(Available records begins)

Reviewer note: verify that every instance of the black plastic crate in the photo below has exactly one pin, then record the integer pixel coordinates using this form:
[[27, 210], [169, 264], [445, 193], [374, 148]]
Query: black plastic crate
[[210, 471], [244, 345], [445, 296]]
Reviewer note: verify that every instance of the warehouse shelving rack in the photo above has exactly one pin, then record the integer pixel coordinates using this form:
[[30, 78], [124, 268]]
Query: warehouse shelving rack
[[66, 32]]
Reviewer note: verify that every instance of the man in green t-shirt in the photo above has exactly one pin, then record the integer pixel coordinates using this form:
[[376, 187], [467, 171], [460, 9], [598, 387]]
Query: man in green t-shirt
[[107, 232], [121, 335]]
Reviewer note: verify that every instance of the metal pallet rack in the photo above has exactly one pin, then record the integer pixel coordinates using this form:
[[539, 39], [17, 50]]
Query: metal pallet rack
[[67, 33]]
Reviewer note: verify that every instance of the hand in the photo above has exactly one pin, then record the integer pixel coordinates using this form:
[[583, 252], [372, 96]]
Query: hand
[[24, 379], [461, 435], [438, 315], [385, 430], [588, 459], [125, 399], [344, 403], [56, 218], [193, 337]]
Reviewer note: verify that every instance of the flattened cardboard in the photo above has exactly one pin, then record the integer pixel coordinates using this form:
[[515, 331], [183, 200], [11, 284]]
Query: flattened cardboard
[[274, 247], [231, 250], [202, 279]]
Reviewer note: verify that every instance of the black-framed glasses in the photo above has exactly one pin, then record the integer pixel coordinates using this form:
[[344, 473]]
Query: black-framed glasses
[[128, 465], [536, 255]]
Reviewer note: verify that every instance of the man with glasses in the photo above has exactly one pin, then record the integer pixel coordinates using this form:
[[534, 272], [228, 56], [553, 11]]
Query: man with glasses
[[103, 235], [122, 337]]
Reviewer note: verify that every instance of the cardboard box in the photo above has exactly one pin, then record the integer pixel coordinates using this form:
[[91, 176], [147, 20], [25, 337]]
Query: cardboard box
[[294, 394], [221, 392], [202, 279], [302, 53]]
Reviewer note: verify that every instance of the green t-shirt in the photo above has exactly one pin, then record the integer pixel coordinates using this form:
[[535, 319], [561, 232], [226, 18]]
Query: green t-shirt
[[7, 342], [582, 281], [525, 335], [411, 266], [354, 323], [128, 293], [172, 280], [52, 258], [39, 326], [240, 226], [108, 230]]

(Available records ends)

What is needed
What you write must match the records above line for line.

Task response
Reviewer note: verify that every instance of the black plastic crate in the photo below has exactly one pin, then record the integer pixel coordinates using this form:
[[27, 210], [169, 264], [445, 193], [374, 148]]
Query: black plastic crate
[[210, 471], [244, 345], [445, 296]]
Reviewer note: verify that every instance of the warehouse shelving rack in the photo above has exactly one pin, then record the integer pixel coordinates using this form:
[[30, 78], [124, 268]]
Query: warehouse shelving rack
[[66, 32]]
Reviewer note: verify that every instance of the man in green t-shirt in the photo above has exactly one pin, then record the integer pixel coordinates using this form:
[[376, 187], [467, 171], [460, 9], [598, 387]]
Query: man in green t-shirt
[[107, 232], [121, 335]]
Reviewer note: verify that every instance of the metal pallet rack in the photo above has exactly one pin, then record the integer pixel coordinates using this form:
[[539, 39], [17, 50]]
Query: metal pallet rack
[[67, 33]]
Reviewer note: verify that every instance of the hand in the photo above has exactly one pin, then record the integer pixel coordinates using this form:
[[583, 252], [372, 96]]
Query: hand
[[24, 379], [461, 435], [438, 315], [385, 430], [588, 459], [125, 399], [344, 403], [56, 218], [193, 337]]
Reviewer note: verify that every instance of the flattened cardboard in the photo above has exactly one pin, then record the integer pixel coordinates using this form:
[[515, 331], [183, 200], [11, 284]]
Query: flattened cardboard
[[274, 247], [231, 250], [202, 279]]
Reviewer note: verify that every instance of the black-framed glasses in the photo above has exactly one pin, then record the integer pixel coordinates using this form:
[[344, 473]]
Query: black-framed glasses
[[128, 465], [536, 255]]
Reviewer note: verify that every instance of the man with glasses in the photo above has exactly one pin, then record the integer pixel coordinates using this form:
[[534, 272], [228, 56], [553, 11]]
Query: man with glasses
[[103, 235], [122, 337]]
Reviewer note: verify that every instance of the cardboard box in the photo above has exactly one pin, then record the integer pixel coordinates using this form:
[[91, 176], [147, 20], [25, 337]]
Query: cardboard box
[[294, 394], [221, 392], [202, 279], [302, 53]]
Reviewer note: verify that every instance of the green t-shirt in the photo above has exactly one pin, then record the integer pixel coordinates using this form:
[[535, 319], [561, 232], [226, 18]]
Query: green t-shirt
[[7, 342], [582, 281], [525, 335], [411, 266], [354, 323], [128, 293], [172, 280], [52, 258], [39, 326], [240, 226], [108, 230]]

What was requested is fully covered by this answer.